Selected extract:
********************
Expect their usual high-energy concert filled with familiar songs, as well as fresh material and “a few tricks up our sleeves,” Collins said.
Collins said the timing of the concert was perfect. The Movers were going to be in town and had been looking for a venue to play locally, since they haven’t performed in New Orleans since February 2011.
The “Together, We Rock!” concert is a highlight of the Archdiocese of New Orleans’ “Year of Family and Faith” in 2013, a year dedicated to strengthening families by encouraging time spent together.
Get the family dancing
“The Imagination Movers capture the essence of childhood experiences to a unique rhythm that parents enjoy, too,” said Mario Sacasa, assistant director of the Family Life Apostolate for the Archdiocese of New Orleans and director of Catholic Counseling Service. “Their music can get a whole family dancing and rocking together, and we’re happy to offer this as a way to bring families closer together this year.”
The Family Life Apostolate office made two tickets available to every Catholic elementary school in the archdiocese. It was recommended, but not required, that schools hold a food drive in which students would bring in nonperishable items (for Second Harvest Food Bank or other food pantry)to win a chance at the tickets. Several schools did that, Sacasa said.
The concept for the Imagination Movers – Collins, Scott Durbin, Dave Poche and Scott “Smitty” Smith – developed in 2003 at Durbin’s son’s birthday party. The friends lamented out loud how frustrating it was that their children were not seeing good entertainment.
They imagined it would be “live-action people like Captain Kangaroo with Red Hot Chili Peppers.” At that time, three of the four friends had small children and were musicians at various levels.
“We started having conversations, and all content for the show was written, (enough for) five or six shows,” Collins said. “The whole thing came together at that moment.”
The ‘Idea Warehouse’
Collins said Durbin, a former teacher, coined the name and concept for the Idea Warehouse, where four friends would work together creatively through music and antics.
********************
Point-based annotation data
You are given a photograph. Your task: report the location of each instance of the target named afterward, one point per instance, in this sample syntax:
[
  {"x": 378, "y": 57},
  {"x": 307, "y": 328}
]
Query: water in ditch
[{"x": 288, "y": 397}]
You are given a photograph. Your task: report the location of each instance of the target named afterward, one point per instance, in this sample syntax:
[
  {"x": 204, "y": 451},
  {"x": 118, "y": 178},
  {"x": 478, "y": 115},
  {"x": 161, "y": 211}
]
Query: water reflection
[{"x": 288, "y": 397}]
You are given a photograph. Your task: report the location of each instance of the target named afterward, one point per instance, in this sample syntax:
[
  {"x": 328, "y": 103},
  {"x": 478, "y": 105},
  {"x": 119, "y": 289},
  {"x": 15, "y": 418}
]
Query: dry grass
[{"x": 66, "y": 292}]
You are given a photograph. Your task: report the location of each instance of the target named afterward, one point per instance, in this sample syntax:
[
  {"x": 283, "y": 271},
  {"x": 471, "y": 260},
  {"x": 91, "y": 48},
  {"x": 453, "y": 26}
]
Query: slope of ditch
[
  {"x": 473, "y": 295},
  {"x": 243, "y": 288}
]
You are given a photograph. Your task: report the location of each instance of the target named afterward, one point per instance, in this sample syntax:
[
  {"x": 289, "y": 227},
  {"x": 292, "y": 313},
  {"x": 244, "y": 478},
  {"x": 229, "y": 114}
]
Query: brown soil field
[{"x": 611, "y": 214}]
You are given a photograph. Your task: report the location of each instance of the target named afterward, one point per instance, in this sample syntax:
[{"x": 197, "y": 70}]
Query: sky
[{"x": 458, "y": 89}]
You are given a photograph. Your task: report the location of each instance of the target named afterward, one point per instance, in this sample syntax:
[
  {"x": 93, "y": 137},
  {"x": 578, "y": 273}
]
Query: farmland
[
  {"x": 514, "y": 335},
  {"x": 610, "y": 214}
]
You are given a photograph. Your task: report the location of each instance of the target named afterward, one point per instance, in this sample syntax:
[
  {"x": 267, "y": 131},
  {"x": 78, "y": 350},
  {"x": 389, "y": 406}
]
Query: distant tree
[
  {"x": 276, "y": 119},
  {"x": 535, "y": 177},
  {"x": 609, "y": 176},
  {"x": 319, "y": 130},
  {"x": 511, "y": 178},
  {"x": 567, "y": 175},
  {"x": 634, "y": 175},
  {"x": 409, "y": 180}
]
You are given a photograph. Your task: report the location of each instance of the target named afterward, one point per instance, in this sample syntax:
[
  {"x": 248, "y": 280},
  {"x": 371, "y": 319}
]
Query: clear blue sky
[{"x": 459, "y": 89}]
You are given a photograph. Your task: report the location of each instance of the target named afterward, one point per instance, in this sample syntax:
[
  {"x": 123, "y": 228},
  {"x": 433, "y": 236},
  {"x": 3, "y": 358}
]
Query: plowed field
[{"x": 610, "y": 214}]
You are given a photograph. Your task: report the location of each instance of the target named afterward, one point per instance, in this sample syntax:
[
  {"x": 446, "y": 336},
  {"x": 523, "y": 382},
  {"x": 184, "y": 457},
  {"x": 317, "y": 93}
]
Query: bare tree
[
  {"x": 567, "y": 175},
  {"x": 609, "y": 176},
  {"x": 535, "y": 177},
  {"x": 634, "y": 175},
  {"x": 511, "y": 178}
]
********************
Written request 1:
In the concert article, condense the paragraph beginning "The Family Life Apostolate office made two tickets" into a short bulleted list that keeps its main facts.
Written request 2:
Reproduce the concert article between "The concept for" and "seeing good entertainment.", inclusive, substituting "backyard barbecue" for "birthday party".

Exercise answer 1:
- The Family Life Apostolate office gave two tickets to every Catholic elementary school in the archdiocese.
- Schools were encouraged, though not required, to hold a food drive where students brought nonperishable items (for Second Harvest Food Bank or another food pantry) for a chance at the tickets.
- According to Sacasa, several schools held such a drive.

Exercise answer 2:
The concept for the Imagination Movers – Collins, Scott Durbin, Dave Poche and Scott “Smitty” Smith – developed in 2003 at Durbin’s son’s backyard barbecue. The friends lamented out loud how frustrating it was that their children were not seeing good entertainment.